__GIVEN DATA__.
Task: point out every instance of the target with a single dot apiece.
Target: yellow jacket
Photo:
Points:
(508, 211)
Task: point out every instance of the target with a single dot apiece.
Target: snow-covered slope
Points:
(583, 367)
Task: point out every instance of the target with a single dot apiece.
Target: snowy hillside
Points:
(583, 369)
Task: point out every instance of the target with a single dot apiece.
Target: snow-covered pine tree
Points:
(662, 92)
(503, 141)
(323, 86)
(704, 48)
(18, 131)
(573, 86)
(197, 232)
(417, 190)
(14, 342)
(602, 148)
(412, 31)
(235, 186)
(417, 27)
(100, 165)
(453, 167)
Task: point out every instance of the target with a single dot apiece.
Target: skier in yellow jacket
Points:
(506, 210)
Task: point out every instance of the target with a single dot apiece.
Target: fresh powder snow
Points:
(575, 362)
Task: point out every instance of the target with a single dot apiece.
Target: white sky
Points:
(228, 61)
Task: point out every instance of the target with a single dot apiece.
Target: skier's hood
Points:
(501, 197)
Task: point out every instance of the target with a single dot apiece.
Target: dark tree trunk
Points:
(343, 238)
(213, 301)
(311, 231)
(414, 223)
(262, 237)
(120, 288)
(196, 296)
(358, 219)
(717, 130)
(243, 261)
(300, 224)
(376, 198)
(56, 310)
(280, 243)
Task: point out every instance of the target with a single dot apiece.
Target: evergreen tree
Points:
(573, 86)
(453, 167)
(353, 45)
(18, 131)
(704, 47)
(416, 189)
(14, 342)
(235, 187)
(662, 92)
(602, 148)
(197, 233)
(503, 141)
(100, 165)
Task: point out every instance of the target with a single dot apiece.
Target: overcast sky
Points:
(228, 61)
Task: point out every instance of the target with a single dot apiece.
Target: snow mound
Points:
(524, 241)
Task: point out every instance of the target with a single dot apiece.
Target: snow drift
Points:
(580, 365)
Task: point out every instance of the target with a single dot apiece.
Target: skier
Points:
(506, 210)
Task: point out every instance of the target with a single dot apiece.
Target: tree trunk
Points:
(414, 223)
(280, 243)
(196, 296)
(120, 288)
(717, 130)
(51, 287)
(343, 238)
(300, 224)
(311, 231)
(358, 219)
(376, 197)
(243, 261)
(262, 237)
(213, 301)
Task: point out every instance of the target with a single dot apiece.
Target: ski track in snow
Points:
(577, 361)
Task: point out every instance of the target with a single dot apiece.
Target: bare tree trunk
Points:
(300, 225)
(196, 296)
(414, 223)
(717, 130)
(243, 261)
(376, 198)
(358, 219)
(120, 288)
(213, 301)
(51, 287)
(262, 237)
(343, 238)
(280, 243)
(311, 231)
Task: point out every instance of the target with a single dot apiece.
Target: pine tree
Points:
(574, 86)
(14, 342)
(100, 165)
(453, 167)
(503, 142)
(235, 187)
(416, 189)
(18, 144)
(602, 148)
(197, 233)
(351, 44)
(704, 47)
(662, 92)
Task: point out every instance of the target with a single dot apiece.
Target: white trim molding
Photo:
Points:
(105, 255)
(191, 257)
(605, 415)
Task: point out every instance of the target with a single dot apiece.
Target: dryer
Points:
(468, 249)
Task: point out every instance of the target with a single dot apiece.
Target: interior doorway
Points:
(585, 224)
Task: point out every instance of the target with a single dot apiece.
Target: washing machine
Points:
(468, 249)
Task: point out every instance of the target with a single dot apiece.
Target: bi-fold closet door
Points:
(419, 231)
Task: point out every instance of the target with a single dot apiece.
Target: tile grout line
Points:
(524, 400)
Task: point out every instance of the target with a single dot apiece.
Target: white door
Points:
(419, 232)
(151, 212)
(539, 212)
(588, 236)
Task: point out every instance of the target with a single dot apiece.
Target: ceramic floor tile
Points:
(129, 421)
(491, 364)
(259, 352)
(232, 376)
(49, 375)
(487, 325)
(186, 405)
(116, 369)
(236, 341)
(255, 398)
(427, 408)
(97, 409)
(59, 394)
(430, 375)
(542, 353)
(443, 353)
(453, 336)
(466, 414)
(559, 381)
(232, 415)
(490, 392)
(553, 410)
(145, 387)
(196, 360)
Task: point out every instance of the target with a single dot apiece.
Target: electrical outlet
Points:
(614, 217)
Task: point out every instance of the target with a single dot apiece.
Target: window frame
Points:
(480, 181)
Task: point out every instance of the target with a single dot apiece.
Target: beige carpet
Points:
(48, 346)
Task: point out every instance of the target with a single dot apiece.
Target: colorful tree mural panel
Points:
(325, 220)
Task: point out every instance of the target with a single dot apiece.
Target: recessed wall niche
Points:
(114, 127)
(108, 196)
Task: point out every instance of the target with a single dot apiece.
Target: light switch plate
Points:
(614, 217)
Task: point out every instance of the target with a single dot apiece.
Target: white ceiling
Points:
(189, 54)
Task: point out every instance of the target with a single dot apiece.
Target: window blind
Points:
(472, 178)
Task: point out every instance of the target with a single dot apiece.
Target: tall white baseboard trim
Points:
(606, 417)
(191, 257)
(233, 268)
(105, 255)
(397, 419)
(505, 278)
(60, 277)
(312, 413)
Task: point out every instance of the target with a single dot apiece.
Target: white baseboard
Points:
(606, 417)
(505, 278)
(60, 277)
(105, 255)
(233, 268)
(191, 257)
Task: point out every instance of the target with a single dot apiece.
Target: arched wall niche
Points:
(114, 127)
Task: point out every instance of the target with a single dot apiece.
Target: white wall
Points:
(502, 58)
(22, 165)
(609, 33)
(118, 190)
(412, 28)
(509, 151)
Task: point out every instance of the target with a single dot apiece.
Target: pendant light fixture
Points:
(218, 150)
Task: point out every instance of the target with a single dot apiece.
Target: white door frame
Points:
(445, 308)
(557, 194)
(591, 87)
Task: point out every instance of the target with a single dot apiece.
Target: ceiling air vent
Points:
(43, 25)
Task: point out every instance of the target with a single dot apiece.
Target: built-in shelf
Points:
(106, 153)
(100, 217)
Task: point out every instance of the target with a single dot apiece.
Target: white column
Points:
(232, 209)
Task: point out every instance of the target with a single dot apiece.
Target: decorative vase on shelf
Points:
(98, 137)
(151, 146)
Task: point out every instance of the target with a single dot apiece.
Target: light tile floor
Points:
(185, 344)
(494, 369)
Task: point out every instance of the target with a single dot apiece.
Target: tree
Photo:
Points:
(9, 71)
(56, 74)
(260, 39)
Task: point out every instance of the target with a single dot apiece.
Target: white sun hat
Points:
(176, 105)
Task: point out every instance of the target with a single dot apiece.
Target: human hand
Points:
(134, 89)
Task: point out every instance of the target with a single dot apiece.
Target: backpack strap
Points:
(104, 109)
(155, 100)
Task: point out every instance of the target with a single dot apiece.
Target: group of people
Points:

__TASK TO COMPLETE__.
Please repeat the complete material exactly, with nothing omitted.

__WRITTEN REPLY__.
Task: point out every instance of the target with a single dot apiece.
Target: yellow jacket
Photo:
Points:
(508, 211)
Task: point out every instance of the target with a single dot apiece.
Target: snow-covered slope
Points:
(583, 367)
Task: point out every instance of the target with a single dot apiece.
Target: snowy hillside
Points:
(583, 369)
Task: point out every instance of the target with a single dot apiece.
Target: snow-covered pine tree
Points:
(662, 92)
(503, 141)
(323, 86)
(704, 48)
(18, 131)
(573, 86)
(197, 232)
(417, 190)
(14, 342)
(602, 148)
(412, 31)
(235, 186)
(417, 27)
(100, 165)
(453, 167)
Task: point out every instance of the target with a single dot apiece.
Target: skier in yellow jacket
Points:
(506, 210)
Task: point out every instance of the target with a single dot apiece.
Target: fresh powder snow
Points:
(575, 362)
Task: point out every instance of the target with a single dot apiece.
Target: white sky
Points:
(228, 61)
Task: point out every instance of the target with a single dot apiece.
Target: skier's hood
Points:
(501, 197)
Task: point out every instance of the target with a single dot apiece.
Target: dark tree trunk
Points:
(343, 238)
(213, 301)
(311, 231)
(414, 223)
(262, 237)
(120, 288)
(196, 296)
(358, 219)
(717, 130)
(243, 261)
(300, 224)
(376, 198)
(56, 310)
(280, 243)
Task: point out every instance of the target with a single dot apiece.
Target: evergreen tree
Points:
(573, 86)
(453, 167)
(353, 45)
(18, 131)
(704, 47)
(416, 189)
(14, 342)
(235, 187)
(662, 92)
(602, 148)
(197, 233)
(503, 141)
(100, 165)
Task: point out every instance of the target with a single dot apiece.
Target: overcast sky
Points:
(228, 61)
Task: point out every instance of the target with a single dot apiece.
Target: snow mound
Points:
(524, 241)
Task: point out every instance of the target with a single dot apiece.
Target: snow drift
Points:
(580, 365)
Task: point out every instance of the target with a single dot apiece.
Target: skier
Points:
(506, 210)
Task: point out every instance of the target with a single dot apiece.
Target: tree trunk
Points:
(414, 223)
(280, 243)
(196, 296)
(120, 288)
(717, 130)
(51, 287)
(343, 238)
(300, 224)
(311, 231)
(358, 219)
(376, 197)
(243, 261)
(262, 237)
(213, 301)
Task: point out every instance of the target with a single dot apiece.
Target: ski track in snow
Points:
(577, 361)
Task: point out every instance of the target with a single dot apiece.
Target: bare tree trunk
Points:
(300, 225)
(196, 296)
(414, 223)
(717, 130)
(243, 261)
(376, 198)
(358, 219)
(120, 288)
(213, 301)
(51, 287)
(262, 237)
(343, 238)
(280, 243)
(311, 231)
Task: point out every instance of the target with a single dot apiece.
Target: pine tree
Points:
(574, 86)
(14, 342)
(100, 165)
(453, 167)
(503, 142)
(235, 187)
(416, 189)
(18, 144)
(602, 148)
(197, 233)
(351, 44)
(704, 47)
(662, 92)
Task: point out every instance of the target with a single dot apiece.
Target: white trim molding
Photo:
Points:
(105, 255)
(191, 257)
(605, 415)
Task: point out every instance of the target with a single dot apiece.
Target: dryer
Points:
(468, 249)
Task: point out every instance of the target with a single dot apiece.
Target: interior doorway
Points:
(585, 224)
Task: point out every instance of the target with a single dot apiece.
Target: washing machine
Points:
(468, 249)
Task: point out every instance of the target with a single dot apiece.
Target: bi-fold closet door
Points:
(419, 231)
Task: point out every instance of the target with a single dot apiece.
Target: tile grout line
Points:
(524, 400)
Task: point out every instance of the target with a single dot apiece.
Target: white door
Points:
(419, 232)
(151, 212)
(539, 212)
(588, 236)
Task: point out every instance of the target with a single dot apiece.
Target: ceramic floor tile
Points:
(129, 421)
(491, 364)
(259, 352)
(232, 376)
(49, 375)
(487, 325)
(186, 405)
(116, 369)
(236, 341)
(255, 398)
(427, 408)
(97, 409)
(59, 394)
(430, 375)
(542, 353)
(443, 353)
(453, 336)
(466, 414)
(559, 381)
(232, 415)
(490, 392)
(553, 410)
(145, 387)
(196, 360)
Task: point out every instance of the target with a single dot apiece.
Target: electrical outlet
Points:
(614, 217)
Task: point out every instance of the target with a single dot apiece.
Target: window frame
Points:
(480, 181)
Task: point out every instance of the target with a single dot apiece.
Target: beige carpet
Points:
(48, 346)
Task: point out every instance of the target with a single dot apiece.
Target: colorful tree mural panel
Points:
(325, 220)
Task: point out every instance of the target with a single dot apiece.
Target: recessed wall niche
Points:
(114, 127)
(108, 196)
Task: point out every instance of the target with a single dot apiece.
Target: light switch plate
Points:
(614, 217)
Task: point out every instance of the target with a single dot apiece.
Target: white ceiling
Points:
(189, 54)
Task: point out every instance of the target with a single dot apiece.
Target: window blind
Points:
(472, 178)
Task: point out every instance of the target with a single dot apiece.
Target: tall white baseboard trim
Points:
(606, 417)
(191, 257)
(233, 268)
(105, 255)
(397, 419)
(505, 278)
(60, 277)
(312, 413)
Task: point out every instance of the target with a single dot apiece.
Target: white baseboard
Points:
(606, 417)
(505, 278)
(60, 277)
(105, 255)
(233, 268)
(191, 257)
Task: point out every instance of the target with a single dot apiece.
Target: arched wall niche
Points:
(114, 127)
Task: point out every instance of the target with a single dot apiece.
Target: white wall
Points:
(502, 58)
(22, 165)
(609, 33)
(118, 190)
(412, 28)
(509, 151)
Task: point out every instance of the target with a single dot apiece.
Target: pendant light fixture
Points:
(218, 150)
Task: point out every instance of the target with a single dot apiece.
Target: white door frame
Points:
(445, 308)
(557, 194)
(591, 87)
Task: point out every instance of the target with a single dot apiece.
Target: ceiling air vent
Points:
(43, 25)
Task: point out every instance of the target with a single dot apiece.
Target: built-in shelf
Points:
(106, 153)
(100, 217)
Task: point out every instance of the target with a single dot apiece.
Target: white column
Points:
(232, 209)
Task: point out every instance of the target with a single dot apiece.
Target: decorative vase on shelf
Points:
(98, 137)
(151, 146)
Task: point out every instance of the target with a single dot apiece.
Target: light tile floor
Points:
(185, 344)
(494, 369)
Task: point out every instance of the target with a single dot apiece.
Target: tree
Photo:
Points:
(9, 71)
(56, 74)
(260, 39)
Task: point out every instance of the target with a single dot apiece.
Target: white sun hat
Points:
(176, 105)
Task: point out every instance of the target with a single dot apiece.
Target: human hand
Points:
(134, 89)
Task: point out every instance of the target with a single dot apiece.
Target: backpack strap
Points:
(104, 109)
(155, 100)
Task: point out every instance of the target with a single dot apiece.
Target: group of people
Points:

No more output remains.